--- START OF Supplied records ---

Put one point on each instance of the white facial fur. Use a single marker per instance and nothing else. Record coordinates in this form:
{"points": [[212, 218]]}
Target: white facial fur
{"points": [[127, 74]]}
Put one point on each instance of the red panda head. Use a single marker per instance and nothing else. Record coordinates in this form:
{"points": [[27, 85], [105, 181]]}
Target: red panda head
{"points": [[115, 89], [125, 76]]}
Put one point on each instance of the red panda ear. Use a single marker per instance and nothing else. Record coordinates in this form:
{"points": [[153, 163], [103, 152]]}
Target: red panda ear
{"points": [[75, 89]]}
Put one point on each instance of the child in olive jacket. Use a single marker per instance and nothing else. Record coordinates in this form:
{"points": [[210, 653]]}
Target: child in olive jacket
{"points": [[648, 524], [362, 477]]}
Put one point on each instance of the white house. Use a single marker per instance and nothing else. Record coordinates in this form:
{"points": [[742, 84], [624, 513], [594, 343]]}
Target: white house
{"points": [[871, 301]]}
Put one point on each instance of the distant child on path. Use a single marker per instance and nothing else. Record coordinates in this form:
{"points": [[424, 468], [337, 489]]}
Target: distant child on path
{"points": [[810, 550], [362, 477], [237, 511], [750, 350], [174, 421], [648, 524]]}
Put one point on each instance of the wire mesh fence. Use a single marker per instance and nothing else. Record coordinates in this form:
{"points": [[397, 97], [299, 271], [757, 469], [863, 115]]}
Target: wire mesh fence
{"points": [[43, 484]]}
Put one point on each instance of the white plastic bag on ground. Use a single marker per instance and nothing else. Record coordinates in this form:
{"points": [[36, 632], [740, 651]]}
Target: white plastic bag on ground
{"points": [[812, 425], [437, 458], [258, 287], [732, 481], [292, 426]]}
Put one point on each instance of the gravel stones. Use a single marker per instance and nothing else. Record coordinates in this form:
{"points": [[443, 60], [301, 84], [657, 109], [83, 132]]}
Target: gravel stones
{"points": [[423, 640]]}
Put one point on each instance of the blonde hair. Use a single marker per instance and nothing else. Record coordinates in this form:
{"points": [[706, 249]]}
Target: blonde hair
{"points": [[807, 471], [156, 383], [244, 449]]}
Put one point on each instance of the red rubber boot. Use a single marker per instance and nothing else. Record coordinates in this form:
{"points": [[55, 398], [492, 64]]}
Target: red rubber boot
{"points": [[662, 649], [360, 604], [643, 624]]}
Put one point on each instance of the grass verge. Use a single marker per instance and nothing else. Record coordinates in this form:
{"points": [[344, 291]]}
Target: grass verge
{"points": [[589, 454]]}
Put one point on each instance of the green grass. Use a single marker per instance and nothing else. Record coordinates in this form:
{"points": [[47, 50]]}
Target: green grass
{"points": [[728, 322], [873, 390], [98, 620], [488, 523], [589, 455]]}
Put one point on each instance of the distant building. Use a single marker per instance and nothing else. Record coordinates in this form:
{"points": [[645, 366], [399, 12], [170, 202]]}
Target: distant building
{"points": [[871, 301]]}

--- END OF Supplied records ---

_Given exercise_: Give the entries once more, exactly as they appear.

_Exercise answer_:
Put one point on each instance of the white facial fur. Use a single marker per instance and nothing else. Record coordinates in this form:
{"points": [[212, 218]]}
Target: white facial fur
{"points": [[127, 74]]}
Put one point on each instance of the red panda head. Use a single marker per instance and nothing else. Record coordinates in this form:
{"points": [[27, 85], [105, 181]]}
Target: red panda head
{"points": [[115, 89], [125, 76]]}
Put one point on each instance of the red panda ear. Use a single marker per instance and nothing else. Record coordinates in this form:
{"points": [[153, 163], [103, 152]]}
Target: red panda ear
{"points": [[75, 89]]}
Put one point on each instance of the child in olive jacket. Use a single marker per instance and nothing else. Record coordinates in this form:
{"points": [[210, 653]]}
Target: child in olive jacket
{"points": [[648, 524], [362, 477]]}
Put one point on each instance of the white house. Use a single marker per instance and nothing else. Record coordinates in this form:
{"points": [[742, 84], [624, 513], [594, 343]]}
Target: white house
{"points": [[871, 301]]}
Put one point on each instance of the distant child on path. Use a single marker per instance and nothing else. Record coordinates in this form:
{"points": [[424, 468], [337, 489]]}
Target: distant child on path
{"points": [[810, 550], [362, 477], [237, 511], [750, 350], [174, 421], [648, 524]]}
Put one point on each instance of the wire mesh fence. Use a single marker per instance and nothing else. Record coordinates in this form:
{"points": [[397, 97], [299, 271], [757, 469], [863, 115]]}
Target: wire mesh fence
{"points": [[43, 484]]}
Put one point on each instance of the white plastic bag on ground. Use a single marker per instance and nothing else. Record coordinates in this form:
{"points": [[36, 632], [740, 651]]}
Target: white plastic bag on ground
{"points": [[812, 425], [437, 458], [258, 287], [732, 481], [292, 426]]}
Put one point on each instance of the gravel stones. Use a single marker per instance and nothing else. Record coordinates in this form:
{"points": [[443, 60], [301, 84], [657, 109], [83, 132]]}
Target: gravel stones
{"points": [[423, 640]]}
Put one point on each instance of the blonde hair. Use a single marker per instance and nothing else. Record coordinates in this form:
{"points": [[706, 249]]}
Target: blonde hair
{"points": [[807, 471], [156, 383], [244, 449]]}
Put one point on each instance of the red rubber boot. Use a single marker per instance and nothing else. Record coordinates in this form:
{"points": [[55, 398], [492, 64]]}
Target: red rubber boot
{"points": [[662, 649], [360, 604], [643, 624]]}
Put one point on each instance of the grass verge. Use a single marker per instance and nothing else. Record coordinates in this form:
{"points": [[344, 291]]}
Target: grass verge
{"points": [[589, 454]]}
Put one point on each instance of the green grass. Use a single marker per instance and nothing else. Record coordinates in this form:
{"points": [[47, 50]]}
Target: green grass
{"points": [[728, 322], [873, 390], [98, 620], [488, 523], [589, 455]]}
Put one point on each instance of the distant building. Use a single marker per instance and nothing else. Record coordinates in this form:
{"points": [[645, 366], [399, 12], [170, 202]]}
Target: distant building
{"points": [[871, 301]]}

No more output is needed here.